◆ EXERCISE DESCRIPTION
Which lines in the items below contain the word "white"? Return each of those lines in full.

◆ WORKING DATA
◇ ◇ ◇
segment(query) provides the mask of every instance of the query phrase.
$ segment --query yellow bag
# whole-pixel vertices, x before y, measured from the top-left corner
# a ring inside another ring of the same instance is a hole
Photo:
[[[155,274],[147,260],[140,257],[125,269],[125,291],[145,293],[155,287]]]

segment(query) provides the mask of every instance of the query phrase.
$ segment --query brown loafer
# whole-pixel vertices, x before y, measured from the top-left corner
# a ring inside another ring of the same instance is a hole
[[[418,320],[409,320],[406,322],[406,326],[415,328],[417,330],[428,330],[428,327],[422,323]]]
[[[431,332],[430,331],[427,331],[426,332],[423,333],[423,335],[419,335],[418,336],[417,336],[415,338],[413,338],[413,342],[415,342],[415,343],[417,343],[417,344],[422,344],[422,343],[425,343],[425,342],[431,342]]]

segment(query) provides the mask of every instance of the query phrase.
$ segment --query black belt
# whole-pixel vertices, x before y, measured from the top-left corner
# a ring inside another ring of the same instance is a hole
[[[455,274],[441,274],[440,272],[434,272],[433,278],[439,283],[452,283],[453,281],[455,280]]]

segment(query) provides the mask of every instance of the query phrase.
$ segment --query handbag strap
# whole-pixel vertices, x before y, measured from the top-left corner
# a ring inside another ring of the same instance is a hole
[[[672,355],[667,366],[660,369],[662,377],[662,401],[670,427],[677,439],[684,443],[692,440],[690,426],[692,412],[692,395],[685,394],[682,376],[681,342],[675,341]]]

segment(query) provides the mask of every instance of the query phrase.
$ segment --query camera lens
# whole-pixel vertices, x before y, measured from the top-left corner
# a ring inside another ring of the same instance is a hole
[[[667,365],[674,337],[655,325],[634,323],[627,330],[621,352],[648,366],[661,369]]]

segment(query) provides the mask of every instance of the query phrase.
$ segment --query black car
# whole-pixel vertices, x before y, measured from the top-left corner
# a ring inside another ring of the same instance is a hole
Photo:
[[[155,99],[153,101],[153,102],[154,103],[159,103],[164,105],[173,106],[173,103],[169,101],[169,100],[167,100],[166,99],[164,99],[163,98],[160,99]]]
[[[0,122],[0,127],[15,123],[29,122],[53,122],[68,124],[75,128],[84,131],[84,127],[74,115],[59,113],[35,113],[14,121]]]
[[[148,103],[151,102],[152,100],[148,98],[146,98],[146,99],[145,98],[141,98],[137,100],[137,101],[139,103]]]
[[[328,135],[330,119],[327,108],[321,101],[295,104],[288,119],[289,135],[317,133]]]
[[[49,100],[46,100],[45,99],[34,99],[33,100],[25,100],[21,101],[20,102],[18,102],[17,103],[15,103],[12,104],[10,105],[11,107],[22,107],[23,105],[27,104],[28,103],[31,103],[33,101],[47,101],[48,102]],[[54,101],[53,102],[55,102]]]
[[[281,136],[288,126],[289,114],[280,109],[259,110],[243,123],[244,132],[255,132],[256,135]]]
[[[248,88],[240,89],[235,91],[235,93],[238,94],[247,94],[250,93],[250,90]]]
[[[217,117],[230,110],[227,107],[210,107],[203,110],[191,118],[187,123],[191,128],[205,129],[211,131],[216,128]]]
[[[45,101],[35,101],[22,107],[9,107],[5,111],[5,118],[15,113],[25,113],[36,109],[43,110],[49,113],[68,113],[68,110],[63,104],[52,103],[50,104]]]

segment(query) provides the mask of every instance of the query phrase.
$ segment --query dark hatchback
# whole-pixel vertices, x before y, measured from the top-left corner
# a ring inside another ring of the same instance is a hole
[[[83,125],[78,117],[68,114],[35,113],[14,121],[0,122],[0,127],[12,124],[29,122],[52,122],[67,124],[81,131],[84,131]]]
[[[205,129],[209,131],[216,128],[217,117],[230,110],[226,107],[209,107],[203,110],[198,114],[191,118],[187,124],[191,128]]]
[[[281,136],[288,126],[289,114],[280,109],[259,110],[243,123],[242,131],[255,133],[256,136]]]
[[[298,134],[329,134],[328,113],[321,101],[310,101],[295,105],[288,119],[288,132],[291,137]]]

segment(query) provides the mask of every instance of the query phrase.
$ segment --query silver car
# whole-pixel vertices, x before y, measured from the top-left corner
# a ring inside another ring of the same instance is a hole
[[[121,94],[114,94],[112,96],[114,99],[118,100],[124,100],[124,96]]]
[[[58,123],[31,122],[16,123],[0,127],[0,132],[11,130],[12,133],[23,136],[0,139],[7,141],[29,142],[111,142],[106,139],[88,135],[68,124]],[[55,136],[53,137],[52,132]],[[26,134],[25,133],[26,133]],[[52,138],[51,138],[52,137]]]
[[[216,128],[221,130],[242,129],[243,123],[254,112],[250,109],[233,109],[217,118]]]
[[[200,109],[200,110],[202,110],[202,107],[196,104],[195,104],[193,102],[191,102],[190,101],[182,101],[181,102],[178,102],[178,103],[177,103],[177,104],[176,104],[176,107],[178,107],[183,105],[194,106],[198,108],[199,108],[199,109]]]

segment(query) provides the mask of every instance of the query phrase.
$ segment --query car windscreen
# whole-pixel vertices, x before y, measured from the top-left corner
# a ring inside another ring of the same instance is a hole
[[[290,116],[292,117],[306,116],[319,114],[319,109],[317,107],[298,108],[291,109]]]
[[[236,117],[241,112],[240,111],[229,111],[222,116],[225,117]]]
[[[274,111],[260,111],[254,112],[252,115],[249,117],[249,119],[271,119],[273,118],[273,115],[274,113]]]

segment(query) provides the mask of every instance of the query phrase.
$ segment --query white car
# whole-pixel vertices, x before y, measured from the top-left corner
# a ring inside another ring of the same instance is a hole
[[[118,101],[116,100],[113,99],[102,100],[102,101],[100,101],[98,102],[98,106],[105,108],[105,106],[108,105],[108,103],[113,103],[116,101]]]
◇ ◇ ◇
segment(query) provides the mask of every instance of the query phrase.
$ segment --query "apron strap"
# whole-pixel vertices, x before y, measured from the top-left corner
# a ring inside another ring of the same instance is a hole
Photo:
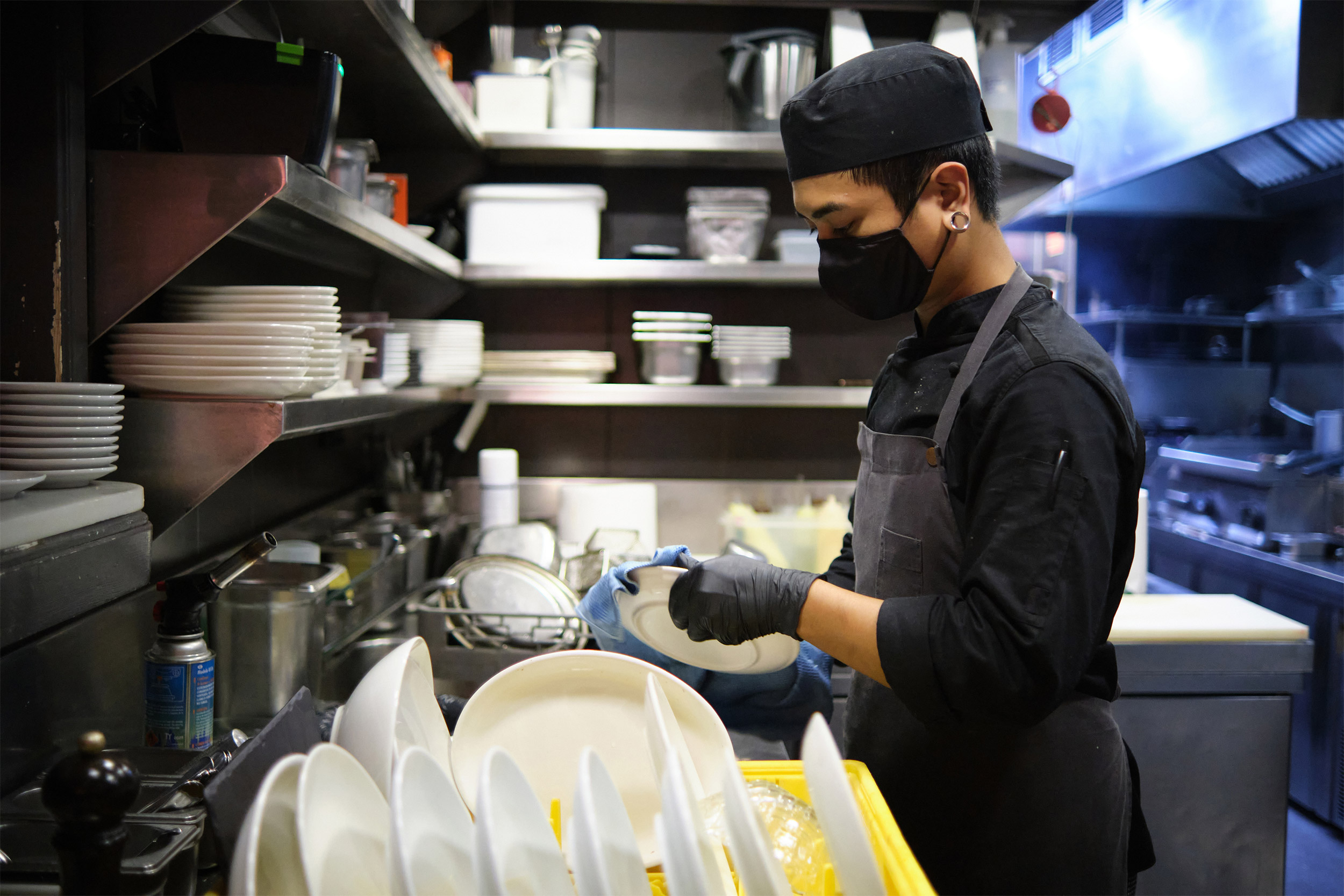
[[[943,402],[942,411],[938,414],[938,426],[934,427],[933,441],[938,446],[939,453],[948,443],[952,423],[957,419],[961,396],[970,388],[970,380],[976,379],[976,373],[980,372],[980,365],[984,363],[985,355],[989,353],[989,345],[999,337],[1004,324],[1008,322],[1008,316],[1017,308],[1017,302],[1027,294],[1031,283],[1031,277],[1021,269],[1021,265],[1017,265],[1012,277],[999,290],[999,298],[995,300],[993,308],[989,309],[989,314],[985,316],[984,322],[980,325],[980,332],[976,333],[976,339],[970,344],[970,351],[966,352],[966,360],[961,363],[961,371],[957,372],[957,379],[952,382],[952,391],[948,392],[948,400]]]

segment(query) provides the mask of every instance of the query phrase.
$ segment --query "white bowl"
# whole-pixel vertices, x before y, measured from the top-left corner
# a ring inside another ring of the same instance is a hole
◇ ◇ ◇
◆ OUTPUT
$ segment --query white car
$ segment --query "white bowl"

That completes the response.